## Exercise text
4.5. Limitations and Future Research Directions
This study focuses on potassium diagnosis through the fusion of spatial–spectral features for leaf-scale rubber leaf HSI. In the HSI acquisition system adopted in this study, samples are naturally placed on the mobile platform. The natural curling and tilting of leaf samples may affect the results of spectral feature acquisition, and thus further impact the outcomes of leaf region segmentation. Jin et al. developed a handheld HSI acquisition device [
44], whose design enables the collection of crop leaf samples under fully vertical conditions, thereby providing more stable HSI outputs for the method proposed in this study.
Potassium diagnosis is crucial to the natural rubber industry. According to diagnostic technical regulations, there are still two undefined potassium content intervals. The potassium characteristics in these intervals are not sufficiently prominent, making it still difficult to achieve sufficient accuracy in the process of building classification models or regression models. In subsequent studies, to achieve high-precision modeling over the complete potassium content range, it will be necessary to develop methods for the co-optimization of the spatial–spectral feature space. Specifically, feasible methods need to be developed to screen different combinations of key characteristic bands in different sub-regions of the leaf, and through the realization of model miniaturization, more robust and widely applicable modeling results can be obtained.

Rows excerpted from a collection
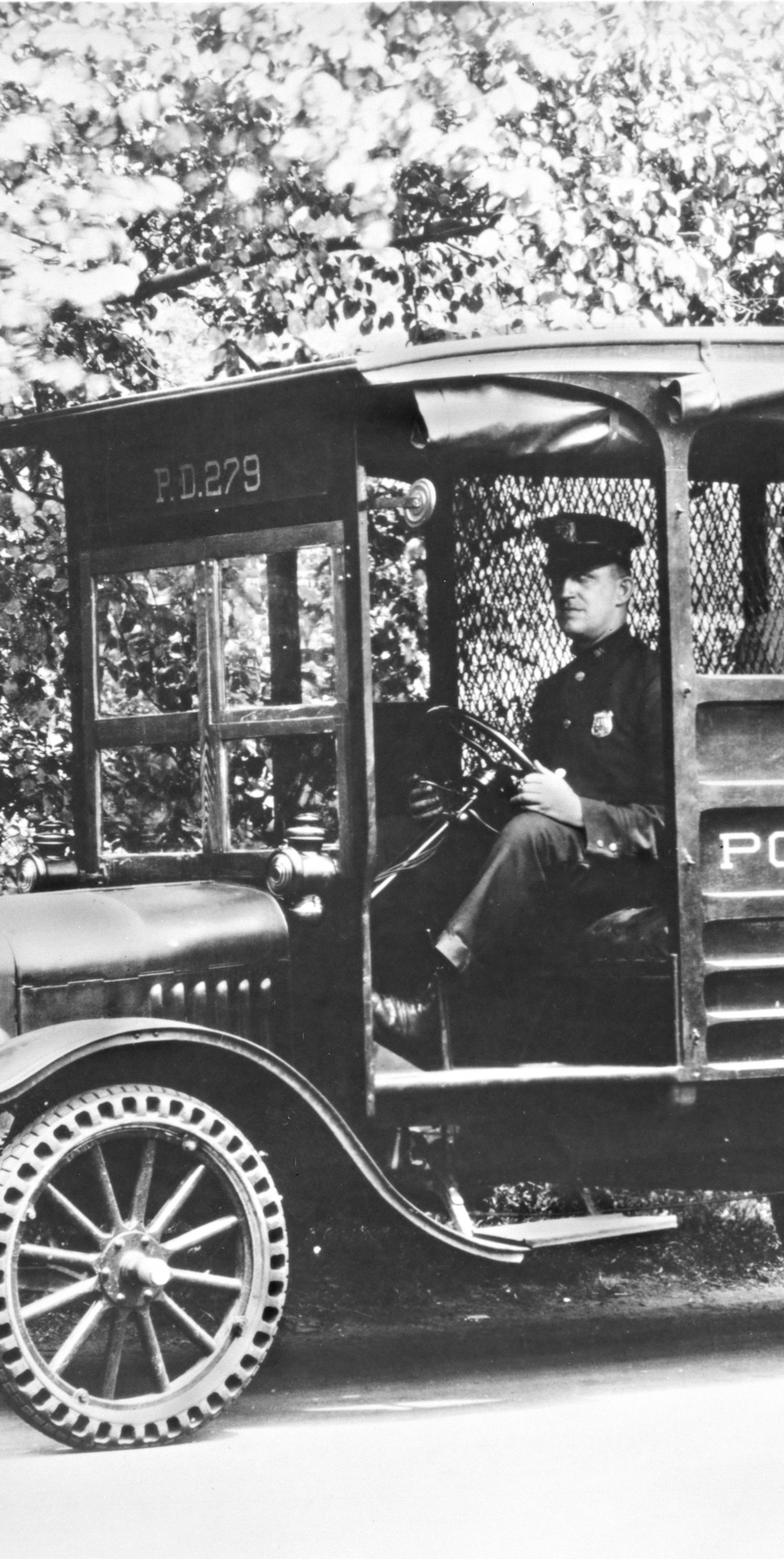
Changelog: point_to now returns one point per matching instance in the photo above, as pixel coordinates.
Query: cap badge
(602, 722)
(566, 531)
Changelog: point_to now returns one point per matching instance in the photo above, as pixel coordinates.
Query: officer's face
(590, 605)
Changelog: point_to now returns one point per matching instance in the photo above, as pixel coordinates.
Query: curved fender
(38, 1054)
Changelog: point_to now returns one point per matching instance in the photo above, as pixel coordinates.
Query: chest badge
(602, 722)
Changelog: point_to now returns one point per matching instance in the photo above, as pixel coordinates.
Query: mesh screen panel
(716, 565)
(507, 634)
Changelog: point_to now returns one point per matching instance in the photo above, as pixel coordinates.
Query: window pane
(278, 627)
(147, 641)
(401, 668)
(152, 799)
(275, 780)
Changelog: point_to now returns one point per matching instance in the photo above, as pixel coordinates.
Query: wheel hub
(133, 1270)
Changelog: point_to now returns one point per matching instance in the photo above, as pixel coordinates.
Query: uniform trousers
(526, 897)
(532, 858)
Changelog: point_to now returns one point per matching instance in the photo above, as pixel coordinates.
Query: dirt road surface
(619, 1430)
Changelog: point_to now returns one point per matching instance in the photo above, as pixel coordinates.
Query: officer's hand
(426, 800)
(549, 793)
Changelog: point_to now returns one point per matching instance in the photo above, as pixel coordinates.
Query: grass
(351, 1270)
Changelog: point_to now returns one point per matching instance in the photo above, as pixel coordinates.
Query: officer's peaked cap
(588, 540)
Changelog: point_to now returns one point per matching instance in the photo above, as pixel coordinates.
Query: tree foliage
(341, 175)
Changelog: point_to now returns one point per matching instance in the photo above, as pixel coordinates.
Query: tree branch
(437, 233)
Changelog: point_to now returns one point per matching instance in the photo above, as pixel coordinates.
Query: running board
(574, 1231)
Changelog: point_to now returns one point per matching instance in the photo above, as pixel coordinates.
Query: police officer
(587, 821)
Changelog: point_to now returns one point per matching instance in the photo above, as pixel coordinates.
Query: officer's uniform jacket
(601, 721)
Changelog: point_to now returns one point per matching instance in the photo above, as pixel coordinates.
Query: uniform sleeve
(638, 827)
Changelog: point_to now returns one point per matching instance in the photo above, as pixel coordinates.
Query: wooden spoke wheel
(143, 1266)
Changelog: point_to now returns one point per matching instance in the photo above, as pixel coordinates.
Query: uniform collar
(608, 649)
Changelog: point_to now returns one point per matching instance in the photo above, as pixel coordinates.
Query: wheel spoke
(198, 1237)
(152, 1346)
(60, 1257)
(107, 1187)
(230, 1285)
(77, 1217)
(78, 1337)
(114, 1352)
(178, 1199)
(187, 1324)
(144, 1181)
(60, 1298)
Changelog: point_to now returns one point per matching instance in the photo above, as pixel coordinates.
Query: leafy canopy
(376, 168)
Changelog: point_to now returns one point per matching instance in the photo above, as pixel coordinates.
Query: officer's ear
(624, 587)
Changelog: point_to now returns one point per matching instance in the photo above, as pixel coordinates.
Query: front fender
(40, 1054)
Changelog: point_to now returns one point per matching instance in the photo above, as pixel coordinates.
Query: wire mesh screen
(738, 579)
(717, 585)
(507, 634)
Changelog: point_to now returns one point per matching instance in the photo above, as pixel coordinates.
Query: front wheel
(143, 1266)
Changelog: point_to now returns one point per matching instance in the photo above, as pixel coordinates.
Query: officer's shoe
(406, 1022)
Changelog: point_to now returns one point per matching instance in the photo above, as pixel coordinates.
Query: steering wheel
(503, 762)
(494, 747)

## Exercise directions
Continue the passage above on potassium diagnosis in rubber leaves, starting right after its last sentence.

## Output of the exercise
5. Conclusions
This study addresses the issue where mainstream average spectral modeling ignores spatial information in hyperspectral imaging for potassium content diagnosis in rubber leaves, and proposes a leaf-scale spatial–spectral feature fusion method based on sub-region segmentation to improve modeling accuracy.
By fully considering the objectively existing differences in spectral characteristics among various local regions on the leaf surface, the method dynamically segments sub-regions on the leaf surface via a clustering algorithm and optimizes the modeling weights of each sub-region using a genetic algorithm. Experiments show that its performance is significantly superior to traditional average spectral modeling and texture feature fusion methods. In particular, after applying MSC to pixel-level spectra, when the leaf pixel spectra are clustered into nine subsets, the accuracy, precision, macro-F1, and macro-recall for potassium content diagnosis all reach 0.97, which is much higher than the 0.87 achieved by average spectral modeling.
Visualization of sub-region weights reveals that enhancing the modeling contribution of leaf edge regions can improve diagnostic accuracy, which is consistent with the response pattern of potassium in leaves, confirming the rationality of this spatial–spectral fusion strategy.
In summary, this study provides an effective technical approach for accurate non-destructive diagnosis of potassium content in rubber leaves, which is of positive significance for scientific nutrient management in rubber plantations and the sustainable development of the natural rubber industry. Its framework can also serve as a reference for nutrient diagnosis in other crops.